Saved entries
==========

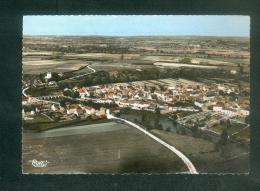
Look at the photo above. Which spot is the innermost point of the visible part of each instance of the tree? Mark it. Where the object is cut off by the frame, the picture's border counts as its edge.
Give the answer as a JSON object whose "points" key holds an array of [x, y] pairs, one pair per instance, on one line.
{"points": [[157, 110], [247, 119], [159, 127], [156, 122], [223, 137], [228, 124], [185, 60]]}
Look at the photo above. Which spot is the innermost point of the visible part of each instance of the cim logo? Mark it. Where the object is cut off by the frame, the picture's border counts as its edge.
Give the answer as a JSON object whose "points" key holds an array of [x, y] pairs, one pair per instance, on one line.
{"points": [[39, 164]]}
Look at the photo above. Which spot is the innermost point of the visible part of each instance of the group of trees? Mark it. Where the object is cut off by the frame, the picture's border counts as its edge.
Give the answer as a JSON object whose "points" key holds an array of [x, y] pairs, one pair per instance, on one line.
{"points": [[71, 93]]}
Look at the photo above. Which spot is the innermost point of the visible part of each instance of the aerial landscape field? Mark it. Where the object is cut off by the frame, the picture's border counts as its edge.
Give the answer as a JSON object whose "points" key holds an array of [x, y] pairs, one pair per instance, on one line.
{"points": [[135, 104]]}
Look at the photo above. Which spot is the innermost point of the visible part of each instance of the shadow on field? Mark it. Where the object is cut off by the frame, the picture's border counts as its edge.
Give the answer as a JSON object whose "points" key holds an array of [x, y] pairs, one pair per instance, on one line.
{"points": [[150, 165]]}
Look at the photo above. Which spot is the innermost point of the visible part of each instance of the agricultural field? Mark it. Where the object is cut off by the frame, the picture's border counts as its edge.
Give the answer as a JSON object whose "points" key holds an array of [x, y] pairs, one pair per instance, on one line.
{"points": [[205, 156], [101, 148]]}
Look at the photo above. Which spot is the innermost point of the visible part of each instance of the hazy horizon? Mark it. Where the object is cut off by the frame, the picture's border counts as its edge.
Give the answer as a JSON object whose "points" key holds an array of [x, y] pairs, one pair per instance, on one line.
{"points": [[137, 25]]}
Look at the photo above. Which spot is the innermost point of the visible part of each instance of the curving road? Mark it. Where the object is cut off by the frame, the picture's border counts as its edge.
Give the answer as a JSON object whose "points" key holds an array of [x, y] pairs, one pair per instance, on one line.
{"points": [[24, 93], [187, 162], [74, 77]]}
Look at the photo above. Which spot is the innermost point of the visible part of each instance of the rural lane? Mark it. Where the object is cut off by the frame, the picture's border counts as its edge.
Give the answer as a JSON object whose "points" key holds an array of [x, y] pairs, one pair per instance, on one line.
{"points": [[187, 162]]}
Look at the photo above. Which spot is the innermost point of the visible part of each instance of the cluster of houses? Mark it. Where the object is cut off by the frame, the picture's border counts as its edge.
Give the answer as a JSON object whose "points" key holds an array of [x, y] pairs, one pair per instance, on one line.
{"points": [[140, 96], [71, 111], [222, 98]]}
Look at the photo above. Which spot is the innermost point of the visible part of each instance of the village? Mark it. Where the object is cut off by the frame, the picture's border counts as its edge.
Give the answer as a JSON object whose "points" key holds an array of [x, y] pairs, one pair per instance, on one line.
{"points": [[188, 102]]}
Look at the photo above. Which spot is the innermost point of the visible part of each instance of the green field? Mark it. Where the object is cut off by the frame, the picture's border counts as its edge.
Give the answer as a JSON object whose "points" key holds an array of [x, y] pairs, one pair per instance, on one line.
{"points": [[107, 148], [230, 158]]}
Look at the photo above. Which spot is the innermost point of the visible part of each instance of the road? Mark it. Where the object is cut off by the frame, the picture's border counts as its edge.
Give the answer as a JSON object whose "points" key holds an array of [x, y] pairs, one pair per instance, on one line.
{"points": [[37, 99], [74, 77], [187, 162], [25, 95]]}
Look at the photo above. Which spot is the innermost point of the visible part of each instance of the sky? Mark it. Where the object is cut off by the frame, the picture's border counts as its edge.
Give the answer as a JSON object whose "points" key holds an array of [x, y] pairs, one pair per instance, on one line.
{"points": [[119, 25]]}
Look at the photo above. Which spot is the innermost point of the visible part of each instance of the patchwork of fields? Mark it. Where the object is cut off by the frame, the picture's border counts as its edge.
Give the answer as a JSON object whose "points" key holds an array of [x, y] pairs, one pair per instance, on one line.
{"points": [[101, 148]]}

==========

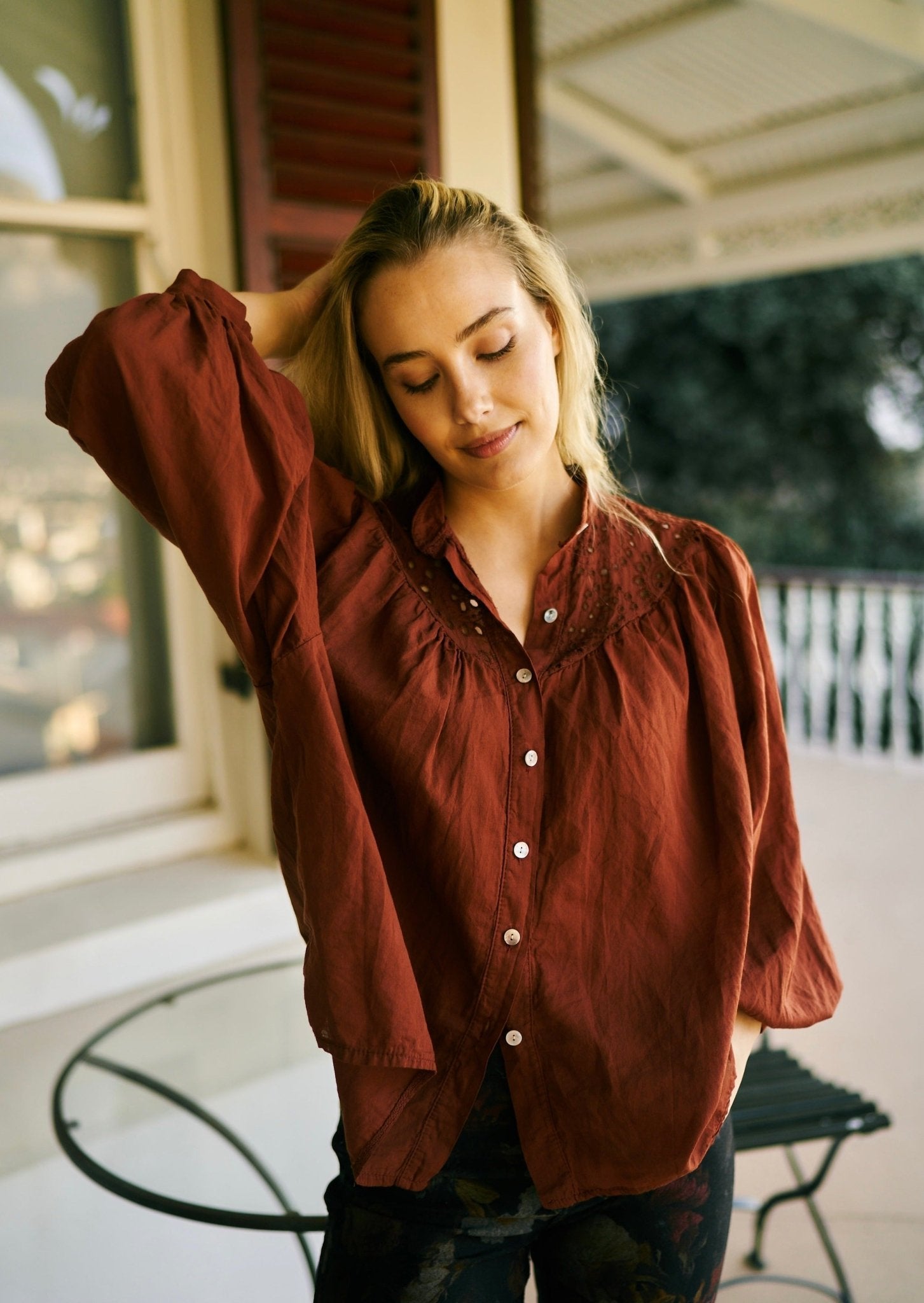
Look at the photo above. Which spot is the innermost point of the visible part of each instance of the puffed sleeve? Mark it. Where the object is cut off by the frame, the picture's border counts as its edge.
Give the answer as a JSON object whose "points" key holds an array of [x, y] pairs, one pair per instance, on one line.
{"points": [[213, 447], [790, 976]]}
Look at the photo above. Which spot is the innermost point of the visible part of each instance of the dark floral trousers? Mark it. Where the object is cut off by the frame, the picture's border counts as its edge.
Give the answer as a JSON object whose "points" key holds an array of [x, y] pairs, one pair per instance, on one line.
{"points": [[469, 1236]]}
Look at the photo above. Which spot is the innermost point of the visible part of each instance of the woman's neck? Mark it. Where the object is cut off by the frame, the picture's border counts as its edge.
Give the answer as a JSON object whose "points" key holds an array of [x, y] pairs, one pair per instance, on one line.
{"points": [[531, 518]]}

==========

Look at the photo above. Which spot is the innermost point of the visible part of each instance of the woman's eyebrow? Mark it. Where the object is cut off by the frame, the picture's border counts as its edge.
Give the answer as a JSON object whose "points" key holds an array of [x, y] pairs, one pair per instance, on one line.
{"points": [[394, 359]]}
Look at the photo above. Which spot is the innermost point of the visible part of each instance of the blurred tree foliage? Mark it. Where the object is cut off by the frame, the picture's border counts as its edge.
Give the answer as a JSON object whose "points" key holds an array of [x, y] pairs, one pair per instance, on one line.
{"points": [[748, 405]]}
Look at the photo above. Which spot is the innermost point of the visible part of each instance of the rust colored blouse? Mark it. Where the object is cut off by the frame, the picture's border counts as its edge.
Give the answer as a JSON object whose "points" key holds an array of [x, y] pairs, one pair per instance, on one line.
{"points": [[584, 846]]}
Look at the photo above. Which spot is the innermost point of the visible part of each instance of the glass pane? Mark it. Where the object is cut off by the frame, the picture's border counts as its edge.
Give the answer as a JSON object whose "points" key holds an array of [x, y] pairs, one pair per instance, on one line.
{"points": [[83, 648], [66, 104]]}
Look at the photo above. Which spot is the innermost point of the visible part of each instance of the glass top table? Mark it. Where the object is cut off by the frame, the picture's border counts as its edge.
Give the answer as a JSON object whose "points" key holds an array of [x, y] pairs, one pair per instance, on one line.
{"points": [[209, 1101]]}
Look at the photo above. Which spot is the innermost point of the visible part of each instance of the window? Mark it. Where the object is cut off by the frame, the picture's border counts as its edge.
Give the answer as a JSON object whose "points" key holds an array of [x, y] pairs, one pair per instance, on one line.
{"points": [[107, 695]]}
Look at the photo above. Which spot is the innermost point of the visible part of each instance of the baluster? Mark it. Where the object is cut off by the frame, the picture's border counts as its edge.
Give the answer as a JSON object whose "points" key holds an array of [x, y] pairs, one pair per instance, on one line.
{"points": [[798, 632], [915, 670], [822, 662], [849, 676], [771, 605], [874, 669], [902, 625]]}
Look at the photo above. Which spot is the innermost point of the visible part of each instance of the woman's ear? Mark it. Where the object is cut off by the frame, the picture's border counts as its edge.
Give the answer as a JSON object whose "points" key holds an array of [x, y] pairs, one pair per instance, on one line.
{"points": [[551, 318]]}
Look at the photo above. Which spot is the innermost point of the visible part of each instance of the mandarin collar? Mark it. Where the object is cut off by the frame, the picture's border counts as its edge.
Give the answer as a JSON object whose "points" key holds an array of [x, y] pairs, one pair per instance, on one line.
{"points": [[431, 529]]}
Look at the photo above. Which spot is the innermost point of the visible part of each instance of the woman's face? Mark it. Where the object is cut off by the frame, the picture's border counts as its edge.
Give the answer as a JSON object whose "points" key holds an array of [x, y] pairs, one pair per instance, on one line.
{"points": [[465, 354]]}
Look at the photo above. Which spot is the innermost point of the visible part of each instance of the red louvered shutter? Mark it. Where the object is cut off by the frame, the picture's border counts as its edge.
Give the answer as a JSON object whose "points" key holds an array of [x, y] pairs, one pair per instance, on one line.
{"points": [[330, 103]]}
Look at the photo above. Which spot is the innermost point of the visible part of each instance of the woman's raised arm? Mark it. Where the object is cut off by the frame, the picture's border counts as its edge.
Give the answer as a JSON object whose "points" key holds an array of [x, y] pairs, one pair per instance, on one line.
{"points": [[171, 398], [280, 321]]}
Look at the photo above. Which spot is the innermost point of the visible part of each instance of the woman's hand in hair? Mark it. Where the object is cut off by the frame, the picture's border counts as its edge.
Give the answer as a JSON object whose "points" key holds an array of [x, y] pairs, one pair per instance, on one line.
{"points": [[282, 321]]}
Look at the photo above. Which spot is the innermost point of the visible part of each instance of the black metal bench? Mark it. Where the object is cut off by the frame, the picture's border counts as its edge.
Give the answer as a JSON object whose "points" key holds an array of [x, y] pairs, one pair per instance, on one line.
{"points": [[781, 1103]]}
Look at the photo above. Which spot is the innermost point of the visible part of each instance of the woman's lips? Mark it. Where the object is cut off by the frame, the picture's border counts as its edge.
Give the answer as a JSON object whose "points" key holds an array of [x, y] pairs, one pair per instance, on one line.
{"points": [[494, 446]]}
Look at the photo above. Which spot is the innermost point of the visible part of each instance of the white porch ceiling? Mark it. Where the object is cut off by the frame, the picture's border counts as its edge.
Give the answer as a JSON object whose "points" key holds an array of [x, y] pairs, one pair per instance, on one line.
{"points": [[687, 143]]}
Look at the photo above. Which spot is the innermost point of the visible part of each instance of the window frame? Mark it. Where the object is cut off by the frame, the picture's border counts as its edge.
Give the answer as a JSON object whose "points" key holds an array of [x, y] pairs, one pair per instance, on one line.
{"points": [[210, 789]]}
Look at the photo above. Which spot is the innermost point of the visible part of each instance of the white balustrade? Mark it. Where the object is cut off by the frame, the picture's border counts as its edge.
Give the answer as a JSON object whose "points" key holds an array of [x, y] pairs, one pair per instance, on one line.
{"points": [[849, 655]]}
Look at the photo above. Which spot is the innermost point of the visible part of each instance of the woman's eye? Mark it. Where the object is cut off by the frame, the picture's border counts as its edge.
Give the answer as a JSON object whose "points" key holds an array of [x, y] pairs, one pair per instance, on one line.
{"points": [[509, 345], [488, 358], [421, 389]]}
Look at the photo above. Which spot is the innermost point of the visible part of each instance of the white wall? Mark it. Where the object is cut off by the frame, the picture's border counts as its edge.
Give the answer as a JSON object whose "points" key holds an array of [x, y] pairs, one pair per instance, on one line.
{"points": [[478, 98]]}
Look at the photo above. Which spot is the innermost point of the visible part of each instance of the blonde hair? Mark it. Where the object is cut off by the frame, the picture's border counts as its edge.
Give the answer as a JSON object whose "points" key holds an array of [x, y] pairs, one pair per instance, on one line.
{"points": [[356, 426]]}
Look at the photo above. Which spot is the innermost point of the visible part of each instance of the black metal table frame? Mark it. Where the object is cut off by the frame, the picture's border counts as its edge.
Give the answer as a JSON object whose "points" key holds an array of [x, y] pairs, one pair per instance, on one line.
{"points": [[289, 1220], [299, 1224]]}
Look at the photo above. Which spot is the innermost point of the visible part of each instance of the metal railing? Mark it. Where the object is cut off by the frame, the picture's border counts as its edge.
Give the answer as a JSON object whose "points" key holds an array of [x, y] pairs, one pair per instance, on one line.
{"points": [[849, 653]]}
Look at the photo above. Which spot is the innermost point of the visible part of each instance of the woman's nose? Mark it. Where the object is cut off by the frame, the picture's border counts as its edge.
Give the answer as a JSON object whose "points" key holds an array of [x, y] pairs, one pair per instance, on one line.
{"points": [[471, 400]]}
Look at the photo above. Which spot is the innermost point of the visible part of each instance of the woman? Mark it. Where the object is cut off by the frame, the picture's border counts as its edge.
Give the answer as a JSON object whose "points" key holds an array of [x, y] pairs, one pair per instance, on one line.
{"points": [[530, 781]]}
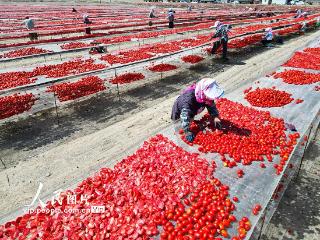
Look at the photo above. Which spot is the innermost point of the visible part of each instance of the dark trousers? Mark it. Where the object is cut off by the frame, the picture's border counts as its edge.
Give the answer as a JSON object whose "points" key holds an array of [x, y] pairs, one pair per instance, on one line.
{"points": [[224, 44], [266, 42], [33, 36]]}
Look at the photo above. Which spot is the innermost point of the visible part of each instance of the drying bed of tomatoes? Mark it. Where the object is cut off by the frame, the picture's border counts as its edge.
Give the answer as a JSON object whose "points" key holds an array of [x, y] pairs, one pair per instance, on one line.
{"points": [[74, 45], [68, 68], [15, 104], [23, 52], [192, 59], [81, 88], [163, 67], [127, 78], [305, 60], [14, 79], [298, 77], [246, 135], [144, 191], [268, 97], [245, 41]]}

==========

Set problem
Locate every line in the items above that contains the word "white", and copy each of those lines out.

Full solution
Look at the photo above. Which spot is the innermost point of the visible part of each instance of the white porch ceiling? Mark it. Where the object is cut off by the frame, the picture's border counts as its edge.
Look at the photo above. Which spot is the innermost point of the visible part of each instance of the white balustrade? Mark it. Where the object is cut off by the frame, the picture's border counts as its edge.
Look at the photo above. Which spot is the innermost point of the visible part of each instance of the white wall? Mark it. Where the object is cut off by the frame, the picture's border counts as its edge.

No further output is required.